*To do:*
Give a verbatim copy of the lines below, minus the pictures.

*Image location labeling entries:*
• • • •

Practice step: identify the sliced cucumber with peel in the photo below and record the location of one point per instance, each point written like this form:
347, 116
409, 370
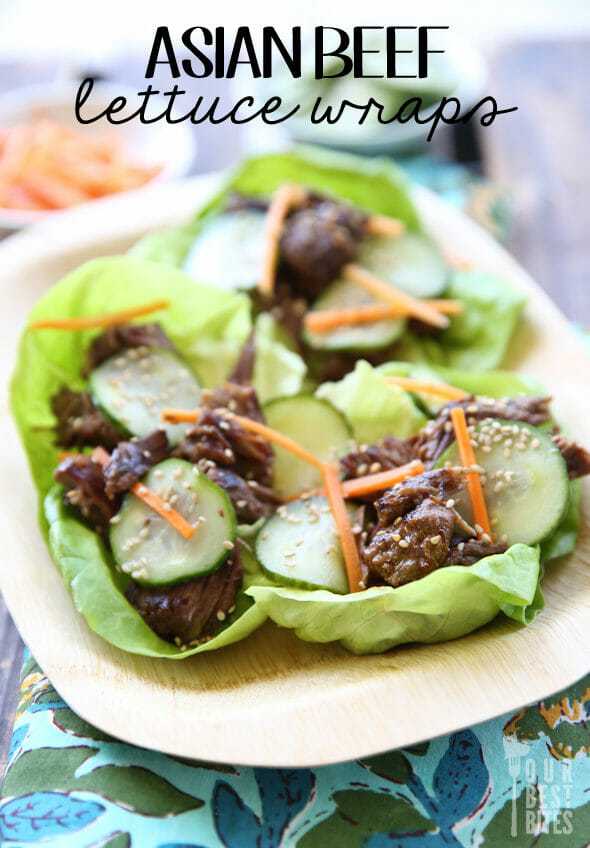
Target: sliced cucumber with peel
228, 252
134, 386
526, 489
299, 546
315, 425
147, 547
342, 294
411, 262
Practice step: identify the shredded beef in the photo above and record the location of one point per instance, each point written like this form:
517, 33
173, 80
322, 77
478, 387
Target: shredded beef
120, 337
318, 241
414, 545
386, 453
435, 438
440, 484
193, 609
470, 551
251, 501
80, 423
576, 457
85, 490
131, 460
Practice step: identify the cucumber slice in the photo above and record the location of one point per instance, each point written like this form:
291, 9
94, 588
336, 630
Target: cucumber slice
299, 546
148, 548
314, 424
342, 294
228, 251
526, 485
411, 262
133, 387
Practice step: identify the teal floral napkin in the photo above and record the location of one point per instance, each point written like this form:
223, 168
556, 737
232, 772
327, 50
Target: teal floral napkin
520, 780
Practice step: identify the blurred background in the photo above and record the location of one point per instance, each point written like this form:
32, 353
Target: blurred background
526, 177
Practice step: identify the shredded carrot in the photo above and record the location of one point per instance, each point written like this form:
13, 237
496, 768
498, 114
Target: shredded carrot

• • • •

*Final result:*
Practice step: identify the sliced cucumber with peel in the photo below and record the location of one point per instance, each point written like this form:
347, 116
409, 370
Target: sliced cucumber with peel
228, 252
134, 386
526, 489
299, 546
315, 425
147, 547
342, 294
411, 262
Practice step: identify the shredded beef in the photo above and record the location of one point per instance, each point written like this form:
517, 33
173, 80
322, 77
478, 387
Target: shredded beef
120, 337
318, 241
414, 545
386, 453
435, 438
440, 484
193, 609
470, 551
251, 501
80, 423
576, 457
85, 490
131, 460
Practice step: identify the cucumber slice in the photo above and record the location of one point per instance, each point written like this form:
291, 9
94, 588
336, 630
Target: cucumber slice
299, 546
148, 548
314, 424
342, 294
228, 251
526, 485
411, 262
133, 387
Practice step: identify the teal floral napkin in the photo above and record the location of one point per instance, each point written like this form:
223, 168
556, 737
232, 772
327, 50
Target: teal floral napkin
520, 780
Practice step: identify the blurred background in the photo above and record the location of one point per instance, each point written like this form:
32, 353
Target: blurred background
526, 177
Practice step: identify the shredded carrot in the photo above and record the location of one point per instance, each point written like this form:
13, 237
496, 768
498, 114
Target: shredded carrot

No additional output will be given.